- EXPLORE THE MATERIAL -
1. Summarize the passage on classification metrics in two sentences.
2. Reproduce the stretch of the classification metrics passage from "AUC-ROC: area under" through "Ranges $[-1, 1]$.".
3. Carry on the passage on classification metrics, picking up after its last sentence.

- QUOTED PASSAGE -
____________________

AUC-ROC: area under the ROC curve. Ranges $[0, 1]$; 0.5 is random; 1.0 is perfect. Threshold-independent measure of discriminative ability.
Interpretation: AUC = probability that the model ranks a random positive example higher than a random negative example.
AUC-PR (Precision-Recall curve): preferred for class-imbalanced problems. AUC-ROC is overly optimistic when negatives greatly outnumber positives.
Multi-class Metrics
Extend binary metrics by averaging:
| Averaging | How |
|---|---|
| Macro | Compute metric per class, take unweighted mean |
| Weighted | Compute per class, weight by class support |
| Micro | Aggregate TP, FP, FN across all classes, then compute |
Matthews Correlation Coefficient (MCC)
\[\text{MCC} = \frac{TP \cdot TN - FP \cdot FN}{\sqrt{(TP+FP)(TP+FN)(TN+FP)(TN+FN)}}\]Reliable single metric even with class imbalance. Ranges $[-1, 1]$.

____________________

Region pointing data
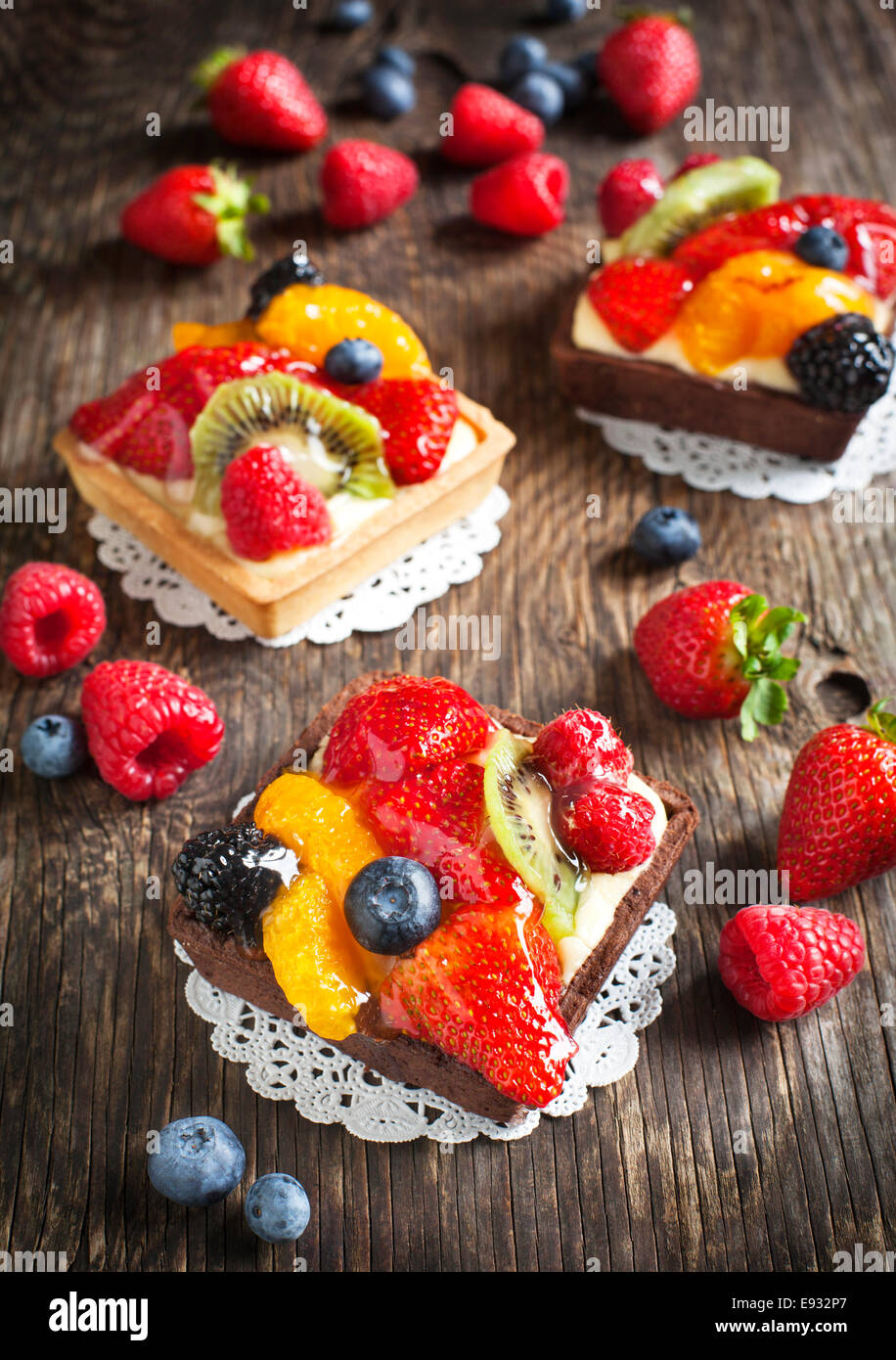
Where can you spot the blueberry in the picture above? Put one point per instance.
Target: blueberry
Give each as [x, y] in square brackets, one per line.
[666, 534]
[199, 1161]
[351, 14]
[397, 58]
[392, 905]
[55, 746]
[387, 93]
[540, 94]
[521, 55]
[823, 247]
[354, 361]
[278, 1208]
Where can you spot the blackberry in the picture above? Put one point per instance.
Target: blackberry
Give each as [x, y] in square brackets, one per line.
[227, 878]
[278, 278]
[843, 363]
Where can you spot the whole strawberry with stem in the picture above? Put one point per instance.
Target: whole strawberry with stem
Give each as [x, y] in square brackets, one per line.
[260, 100]
[714, 652]
[194, 215]
[837, 826]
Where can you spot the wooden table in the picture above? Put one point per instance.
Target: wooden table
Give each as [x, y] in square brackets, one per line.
[732, 1146]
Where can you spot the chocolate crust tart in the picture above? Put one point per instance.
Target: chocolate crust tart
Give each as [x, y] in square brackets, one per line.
[229, 966]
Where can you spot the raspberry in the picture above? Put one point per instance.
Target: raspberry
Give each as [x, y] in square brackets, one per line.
[523, 196]
[782, 962]
[51, 617]
[268, 509]
[365, 182]
[581, 746]
[147, 728]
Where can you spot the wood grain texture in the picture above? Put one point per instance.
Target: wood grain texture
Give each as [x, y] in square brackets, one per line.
[732, 1146]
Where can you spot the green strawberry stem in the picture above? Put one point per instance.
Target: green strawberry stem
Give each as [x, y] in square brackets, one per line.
[229, 204]
[757, 634]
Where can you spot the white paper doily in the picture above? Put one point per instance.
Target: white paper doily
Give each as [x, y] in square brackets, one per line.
[713, 464]
[385, 602]
[328, 1087]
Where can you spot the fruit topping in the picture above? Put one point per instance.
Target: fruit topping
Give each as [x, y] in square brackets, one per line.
[696, 199]
[626, 194]
[314, 958]
[147, 728]
[714, 652]
[639, 299]
[842, 363]
[310, 320]
[400, 726]
[55, 746]
[756, 305]
[578, 747]
[268, 509]
[518, 798]
[260, 100]
[392, 905]
[609, 827]
[837, 826]
[363, 182]
[523, 196]
[51, 617]
[784, 962]
[327, 441]
[484, 126]
[194, 215]
[485, 989]
[229, 878]
[666, 536]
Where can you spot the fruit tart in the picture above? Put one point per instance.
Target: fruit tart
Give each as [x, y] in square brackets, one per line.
[281, 460]
[725, 310]
[435, 886]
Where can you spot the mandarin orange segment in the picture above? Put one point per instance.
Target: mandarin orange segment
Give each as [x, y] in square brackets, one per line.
[314, 956]
[310, 320]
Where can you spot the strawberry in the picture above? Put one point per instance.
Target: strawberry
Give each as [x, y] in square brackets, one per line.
[609, 827]
[522, 196]
[578, 747]
[784, 962]
[651, 69]
[445, 993]
[365, 182]
[400, 726]
[418, 417]
[260, 100]
[194, 215]
[714, 651]
[837, 826]
[639, 298]
[485, 126]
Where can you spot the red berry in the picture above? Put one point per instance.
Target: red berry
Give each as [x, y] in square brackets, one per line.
[268, 509]
[782, 962]
[261, 100]
[147, 729]
[522, 196]
[609, 827]
[194, 215]
[51, 616]
[400, 726]
[626, 192]
[651, 69]
[363, 182]
[581, 746]
[638, 299]
[485, 126]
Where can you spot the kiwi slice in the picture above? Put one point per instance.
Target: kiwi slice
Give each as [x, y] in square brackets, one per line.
[518, 802]
[699, 196]
[330, 442]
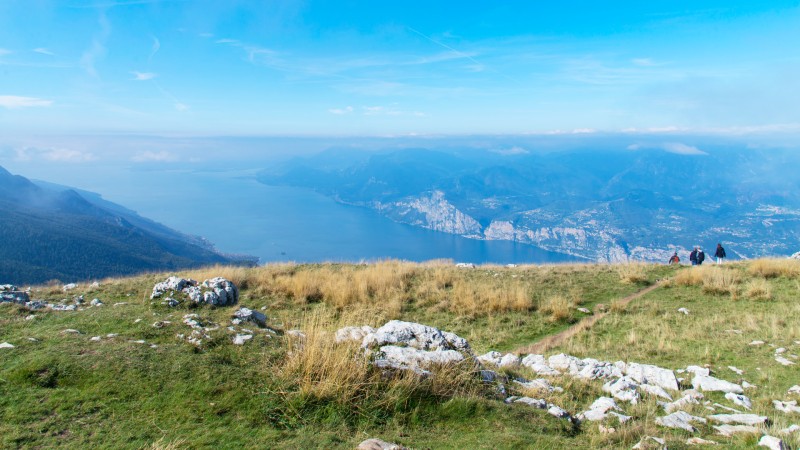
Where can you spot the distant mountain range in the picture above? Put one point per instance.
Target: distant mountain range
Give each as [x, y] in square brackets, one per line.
[601, 205]
[54, 232]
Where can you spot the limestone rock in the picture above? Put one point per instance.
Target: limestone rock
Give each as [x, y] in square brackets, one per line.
[787, 407]
[679, 419]
[739, 419]
[730, 430]
[421, 337]
[712, 384]
[739, 399]
[377, 444]
[772, 443]
[353, 333]
[243, 315]
[654, 375]
[699, 441]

____________________

- EXERCISE ANSWERS -
1. AUC-ROC is a threshold-independent measure of discriminative ability that ranges from 0 to 1, with 0.5 being random and 1.0 perfect, but AUC-PR is preferred for class-imbalanced problems because AUC-ROC is overly optimistic when negatives greatly outnumber positives. Binary metrics are extended to multi-class problems by macro, weighted, or micro averaging, and the Matthews Correlation Coefficient, which ranges from -1 to 1, is a reliable single metric even with class imbalance.

2.
AUC-ROC: area under the ROC curve. Ranges $[0, 1]$; 0.5 is random; 1.0 is perfect. Threshold-independent measure of discriminative ability.
Interpretation: AUC = probability that the model ranks a random positive example higher than a random negative example.
AUC-PR (Precision-Recall curve): preferred for class-imbalanced problems. AUC-ROC is overly optimistic when negatives greatly outnumber positives.
Multi-class Metrics
Extend binary metrics by averaging:
| Averaging | How |
|---|---|
| Macro | Compute metric per class, take unweighted mean |
| Weighted | Compute per class, weight by class support |
| Micro | Aggregate TP, FP, FN across all classes, then compute |
Matthews Correlation Coefficient (MCC)
\[\text{MCC} = \frac{TP \cdot TN - FP \cdot FN}{\sqrt{(TP+FP)(TP+FN)(TN+FP)(TN+FN)}}\]Reliable single metric even with class imbalance. Ranges $[-1, 1]$.

3.
Regression Metrics
| Metric | Formula | Notes |
|---|---|---|
| MSE | $\frac{1}{n}\sum(y_i - \hat{y}_i)^2$ | Penalizes large errors heavily |
| RMSE | $\sqrt{\text{MSE}}$ | Same units as target |
| MAE | $\frac{1}{n}\sum|y_i - \hat{y}_i|$ | Robust to outliers |
| MAPE | $\frac{100}{n}\sum\frac{|y_i - \hat{y}_i|}{y_i}$ | Scale-free; undefined if $y_i = 0$ |
| $R^2$ | $1 - \frac{\sum(y_i - \hat{y}_i)^2}{\sum(y_i - \bar{y})^2}$ | Fraction of variance explained; $\leq 1$ |
| Adjusted $R^2$ | $1 - (1 - R^2)\frac{n-1}{n-p-1}$ | Penalizes extra features |
Ranking Metrics
Used in information retrieval and recommendation.
Precision@k: fraction of top-$k$ recommendations that are relevant.
Mean Average Precision (MAP):
\[\text{MAP} = \frac{1}{Q} \sum_{q=1}^Q \text{AP}(q), \quad \text{AP}(q) = \frac{1}{R_q}\sum_{k=1}^{n} P(k) \cdot \mathbf{1}[\text{item}_k \text{ is relevant}]\]NDCG@k (Normalized Discounted Cumulative Gain):
\[\text{DCG@k} = \sum_{i=1}^k \frac{2^{r_i} - 1}{\log_2(i+1)}, \quad \text{NDCG@k} = \frac{\text{DCG@k}}{\text{IDCG@k}}\]where $r_i$ is the relevance score of item at position $i$.
Calibration
A well-calibrated model’s predicted probability $\hat{p}$ matches the empirical frequency of the positive class.
Reliability diagram (calibration curve): plot mean predicted probability vs. fraction of positives in each probability bin. Perfect calibration lies on the diagonal.
Expected Calibration Error (ECE):
\[\text{ECE} = \sum_{m=1}^M \frac{|B_m|}{n} |\text{acc}(B_m) - \text{conf}(B_m)|\]Brier score: $\frac{1}{n}\sum(\hat{p}_i - y_i)^2$. Combines calibration and discrimination.
Calibration methods: Platt scaling (logistic regression on outputs), isotonic regression, temperature scaling.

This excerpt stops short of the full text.